Your answer should consist only of the lines below from the one with "For each instance of the ear" through the one with "# output shape: one", copied exactly.

[DATA EXTRACTS Boundary: Start]

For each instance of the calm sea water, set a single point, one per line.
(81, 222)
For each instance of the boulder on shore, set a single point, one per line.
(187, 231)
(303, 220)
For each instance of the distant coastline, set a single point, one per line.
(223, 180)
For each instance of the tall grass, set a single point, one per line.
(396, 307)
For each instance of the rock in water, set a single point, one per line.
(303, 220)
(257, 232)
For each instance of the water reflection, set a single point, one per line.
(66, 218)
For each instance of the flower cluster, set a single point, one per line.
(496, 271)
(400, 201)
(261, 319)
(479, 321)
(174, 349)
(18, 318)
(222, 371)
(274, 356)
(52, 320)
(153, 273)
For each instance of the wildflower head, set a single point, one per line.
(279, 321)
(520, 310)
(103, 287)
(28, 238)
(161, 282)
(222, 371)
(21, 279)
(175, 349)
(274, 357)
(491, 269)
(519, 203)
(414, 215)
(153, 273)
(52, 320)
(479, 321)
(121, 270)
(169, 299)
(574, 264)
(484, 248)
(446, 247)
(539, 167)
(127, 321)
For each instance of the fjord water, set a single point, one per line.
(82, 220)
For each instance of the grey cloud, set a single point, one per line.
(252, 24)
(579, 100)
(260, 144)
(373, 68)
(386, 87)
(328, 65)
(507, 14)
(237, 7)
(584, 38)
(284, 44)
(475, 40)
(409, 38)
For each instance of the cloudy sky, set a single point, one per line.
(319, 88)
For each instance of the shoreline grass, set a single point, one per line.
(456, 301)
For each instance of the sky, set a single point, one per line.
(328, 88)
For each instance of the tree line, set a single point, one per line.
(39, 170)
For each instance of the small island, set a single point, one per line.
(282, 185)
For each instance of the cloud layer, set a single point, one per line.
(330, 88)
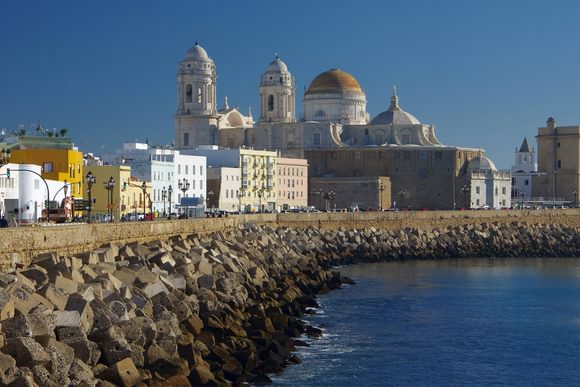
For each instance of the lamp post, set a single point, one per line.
(163, 197)
(208, 199)
(4, 156)
(110, 186)
(241, 194)
(328, 196)
(144, 188)
(401, 194)
(169, 194)
(183, 185)
(91, 179)
(465, 189)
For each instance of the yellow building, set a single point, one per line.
(128, 198)
(64, 165)
(259, 171)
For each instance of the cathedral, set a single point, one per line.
(391, 151)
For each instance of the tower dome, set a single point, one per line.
(395, 115)
(277, 93)
(335, 96)
(334, 81)
(197, 52)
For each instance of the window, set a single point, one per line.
(270, 103)
(316, 139)
(47, 167)
(188, 94)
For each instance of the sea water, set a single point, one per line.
(450, 322)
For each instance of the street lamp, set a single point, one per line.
(183, 185)
(402, 195)
(4, 156)
(163, 197)
(381, 189)
(169, 194)
(91, 179)
(144, 188)
(110, 186)
(465, 189)
(208, 199)
(241, 194)
(328, 196)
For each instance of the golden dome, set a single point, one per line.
(334, 81)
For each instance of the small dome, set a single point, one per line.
(481, 162)
(277, 66)
(334, 81)
(395, 115)
(197, 52)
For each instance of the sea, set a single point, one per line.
(512, 322)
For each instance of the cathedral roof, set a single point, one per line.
(525, 147)
(334, 81)
(395, 115)
(481, 162)
(197, 52)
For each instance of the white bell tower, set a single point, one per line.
(196, 115)
(277, 94)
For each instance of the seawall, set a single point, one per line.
(211, 308)
(19, 245)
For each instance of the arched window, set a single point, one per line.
(188, 93)
(270, 103)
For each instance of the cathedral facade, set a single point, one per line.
(335, 133)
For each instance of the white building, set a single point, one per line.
(487, 187)
(23, 194)
(524, 168)
(223, 184)
(173, 176)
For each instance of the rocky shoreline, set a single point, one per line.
(218, 309)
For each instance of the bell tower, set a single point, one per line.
(196, 115)
(277, 94)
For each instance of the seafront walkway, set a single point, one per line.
(19, 244)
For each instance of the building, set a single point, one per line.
(259, 174)
(24, 193)
(558, 164)
(178, 180)
(223, 187)
(486, 187)
(335, 133)
(58, 158)
(523, 170)
(292, 183)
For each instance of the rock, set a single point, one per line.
(122, 373)
(26, 351)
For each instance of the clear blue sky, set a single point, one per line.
(485, 73)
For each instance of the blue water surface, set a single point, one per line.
(446, 323)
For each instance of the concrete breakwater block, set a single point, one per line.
(216, 309)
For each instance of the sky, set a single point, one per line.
(484, 73)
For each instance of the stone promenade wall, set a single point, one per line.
(19, 245)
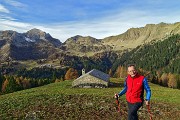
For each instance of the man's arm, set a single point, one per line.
(124, 90)
(147, 88)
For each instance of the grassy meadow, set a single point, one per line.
(58, 101)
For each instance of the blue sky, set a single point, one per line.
(97, 18)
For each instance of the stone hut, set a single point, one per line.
(92, 79)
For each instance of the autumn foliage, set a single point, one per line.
(71, 74)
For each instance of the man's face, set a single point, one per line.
(132, 71)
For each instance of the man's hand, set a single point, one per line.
(147, 102)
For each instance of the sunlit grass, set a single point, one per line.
(61, 95)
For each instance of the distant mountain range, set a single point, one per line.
(36, 44)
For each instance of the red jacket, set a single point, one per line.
(135, 89)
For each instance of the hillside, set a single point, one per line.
(163, 55)
(60, 101)
(134, 37)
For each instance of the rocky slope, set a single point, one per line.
(36, 44)
(139, 36)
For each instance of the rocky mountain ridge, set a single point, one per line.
(37, 44)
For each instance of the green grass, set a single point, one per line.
(60, 101)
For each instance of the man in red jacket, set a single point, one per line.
(134, 86)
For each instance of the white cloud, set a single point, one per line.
(3, 9)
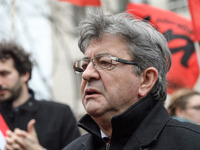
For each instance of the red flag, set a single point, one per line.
(3, 129)
(184, 71)
(84, 2)
(194, 6)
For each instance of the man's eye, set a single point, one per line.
(84, 65)
(104, 63)
(4, 73)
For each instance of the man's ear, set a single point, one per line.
(148, 78)
(25, 77)
(179, 113)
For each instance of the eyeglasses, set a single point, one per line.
(100, 62)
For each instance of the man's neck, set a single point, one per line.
(23, 98)
(105, 125)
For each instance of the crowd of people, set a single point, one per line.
(123, 90)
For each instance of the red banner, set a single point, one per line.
(3, 129)
(3, 125)
(84, 2)
(194, 6)
(178, 30)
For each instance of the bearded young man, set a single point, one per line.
(49, 125)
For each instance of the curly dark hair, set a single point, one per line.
(22, 62)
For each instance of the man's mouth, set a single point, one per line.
(91, 92)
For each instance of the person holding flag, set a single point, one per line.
(33, 124)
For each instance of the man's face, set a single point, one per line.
(10, 81)
(109, 92)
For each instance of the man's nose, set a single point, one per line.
(90, 72)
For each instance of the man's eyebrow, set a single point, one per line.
(97, 55)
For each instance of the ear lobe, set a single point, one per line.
(149, 78)
(179, 112)
(25, 77)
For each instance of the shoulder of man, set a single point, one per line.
(189, 127)
(78, 144)
(183, 134)
(53, 106)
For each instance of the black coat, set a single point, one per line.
(55, 123)
(144, 126)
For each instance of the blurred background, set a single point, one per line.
(48, 29)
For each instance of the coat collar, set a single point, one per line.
(141, 123)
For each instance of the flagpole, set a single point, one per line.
(197, 49)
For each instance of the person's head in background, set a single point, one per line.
(185, 105)
(15, 72)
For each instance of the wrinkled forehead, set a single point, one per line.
(108, 43)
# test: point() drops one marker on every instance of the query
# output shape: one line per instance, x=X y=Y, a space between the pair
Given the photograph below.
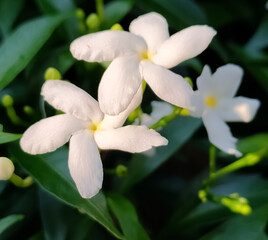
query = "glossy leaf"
x=50 y=171
x=177 y=132
x=9 y=221
x=8 y=137
x=22 y=45
x=127 y=217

[DATA EXTRACTS Boundary: End]

ANSWER FOR THIS EXERCISE>
For each instance of the ear lobe, set a single point, one per line.
(149, 78)
(179, 112)
(25, 77)
For each instance of the shoulder of man, set a single point, one per line.
(189, 127)
(78, 144)
(183, 134)
(53, 106)
For each instance of the black coat, set a single point, one per line.
(55, 123)
(144, 126)
For each instance of the blurred background, set a single point, one per line.
(48, 29)
For each instance of the coat collar, set a single point, one per line.
(141, 123)
For each instance of the flagpole, set a single point, one per line.
(197, 49)
For each instance of the person's head in background, set a single point, one per line.
(185, 105)
(15, 72)
For each instance of the wrinkled forehead, set a single point, one per line.
(108, 43)
# test: point() drops one marker on every instance of the query
# output shape: one line per instance, x=X y=Y, a space between the pair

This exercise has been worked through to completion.